● Text segment:
⁂
Agent Readiness
Maho Storefront is built to be read and transacted on by AI agents, not just by humans and search-engine crawlers. The storefront publishes a set of well-known endpoints, a curated reading list, and structured signals so that any agent — Claude, ChatGPT, Perplexity, custom RAG pipelines, MCP-aware clients — can discover what the site offers and consume it efficiently.
This section documents every piece of that surface.
Goals
| Goal | How we deliver it |
|---|---|
| Discoverability — agents can find our APIs without scraping HTML | /.well-known/api-catalog (RFC 9727), Link: rel="api-catalog" header on every response, /llms.txt curated reading list |
| Cheap reads — agents pay fewer tokens to understand a page | Accept: text/markdown content negotiation and /index.md / .md URL suffixes — clean markdown instead of full HTML/JS |
| Crawl efficiency — agents (and search engines) skip unchanged pages | Storefront-generated /sitemap.xml with <lastmod> populated from each entity's updatedAt |
| Permission clarity — agents know what they may do with our content | /robots.txt carries Content Signals (search=yes, ai-input=yes, ai-train=no) plus explicit per-bot rules |
| Auth discovery — agents can authenticate without out-of-band setup | /.well-known/oauth-authorization-server (RFC 8414) maps to Maho's /api/auth/* |
| Transaction — agents can search, cart, and check out without scraping | /.well-known/mcp/server-card.json advertises the planned MCP tool inventory. The MCP server itself ships as a sibling Worker (in progress). |
Content posture
We publish content signals that match a public commerce storefront:
Content-Signal: search=yes, ai-input=yes, ai-train=no| Signal | Value | Why |
|---|---|---|
search | yes | Search engines should index us — this is a commerce site, we want to be found |
ai-input | yes | Agents may use our content at inference time (RAG, shopping agents, answer engines). This is how customers will increasingly buy. |
ai-train | no | We don't want our product copy used to train models. Explicit Disallow for CCBot and meta-externalagent reinforces this. |
The ai-input=yes posture is intentional. The default Cloudflare managed robots.txt blocks every AI bot — that's the wrong choice for an open commerce store where agent-driven shopping is a growth channel. See Cloudflare's agent-readiness blog post for the broader context.
⁂
Reproduce the passage of the agent-readiness text from "Agent Readiness" up to and including "of that surface.". The entries that come next are not required for this exercise.

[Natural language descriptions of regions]
⁂
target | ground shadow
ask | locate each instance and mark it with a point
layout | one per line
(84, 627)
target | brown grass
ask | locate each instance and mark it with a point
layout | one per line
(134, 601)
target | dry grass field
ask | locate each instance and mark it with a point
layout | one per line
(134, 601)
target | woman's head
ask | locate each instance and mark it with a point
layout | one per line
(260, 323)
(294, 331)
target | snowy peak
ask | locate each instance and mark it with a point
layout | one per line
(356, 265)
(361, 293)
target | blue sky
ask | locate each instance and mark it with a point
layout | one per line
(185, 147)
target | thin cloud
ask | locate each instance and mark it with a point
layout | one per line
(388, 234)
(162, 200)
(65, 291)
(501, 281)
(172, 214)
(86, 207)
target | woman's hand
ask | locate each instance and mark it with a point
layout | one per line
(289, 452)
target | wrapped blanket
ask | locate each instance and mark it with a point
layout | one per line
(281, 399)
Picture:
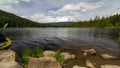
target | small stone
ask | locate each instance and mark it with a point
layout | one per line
(89, 64)
(106, 56)
(7, 59)
(76, 66)
(67, 55)
(84, 54)
(43, 62)
(49, 53)
(110, 66)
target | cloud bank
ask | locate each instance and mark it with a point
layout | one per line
(45, 11)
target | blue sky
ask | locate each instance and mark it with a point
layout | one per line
(44, 11)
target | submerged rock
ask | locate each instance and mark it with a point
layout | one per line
(110, 66)
(43, 62)
(90, 52)
(76, 66)
(67, 55)
(7, 59)
(48, 53)
(89, 64)
(106, 56)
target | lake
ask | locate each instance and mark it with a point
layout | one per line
(52, 38)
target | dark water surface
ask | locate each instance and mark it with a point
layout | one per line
(101, 39)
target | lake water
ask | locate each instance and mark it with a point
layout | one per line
(52, 38)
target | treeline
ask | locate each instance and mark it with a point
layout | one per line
(111, 21)
(16, 21)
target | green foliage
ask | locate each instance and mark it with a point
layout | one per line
(16, 21)
(59, 57)
(111, 21)
(5, 25)
(37, 52)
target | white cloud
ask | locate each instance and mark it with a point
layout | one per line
(82, 6)
(6, 5)
(8, 1)
(45, 19)
(26, 0)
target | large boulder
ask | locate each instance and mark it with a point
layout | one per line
(67, 55)
(106, 56)
(110, 66)
(43, 62)
(49, 53)
(89, 52)
(7, 59)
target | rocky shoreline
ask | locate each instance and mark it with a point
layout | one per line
(75, 58)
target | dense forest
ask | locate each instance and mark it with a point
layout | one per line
(16, 21)
(104, 22)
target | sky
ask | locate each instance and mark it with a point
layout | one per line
(47, 11)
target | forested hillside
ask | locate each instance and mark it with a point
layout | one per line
(111, 21)
(16, 21)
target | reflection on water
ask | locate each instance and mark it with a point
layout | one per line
(65, 37)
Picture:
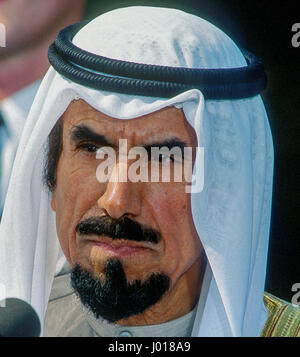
⁂
● Result of this task:
Agent Readiness
Maho Storefront is built to be read and transacted on by AI agents, not just by humans and search-engine crawlers. The storefront publishes a set of well-known endpoints, a curated reading list, and structured signals so that any agent — Claude, ChatGPT, Perplexity, custom RAG pipelines, MCP-aware clients — can discover what the site offers and consume it efficiently.
This section documents every piece of that surface.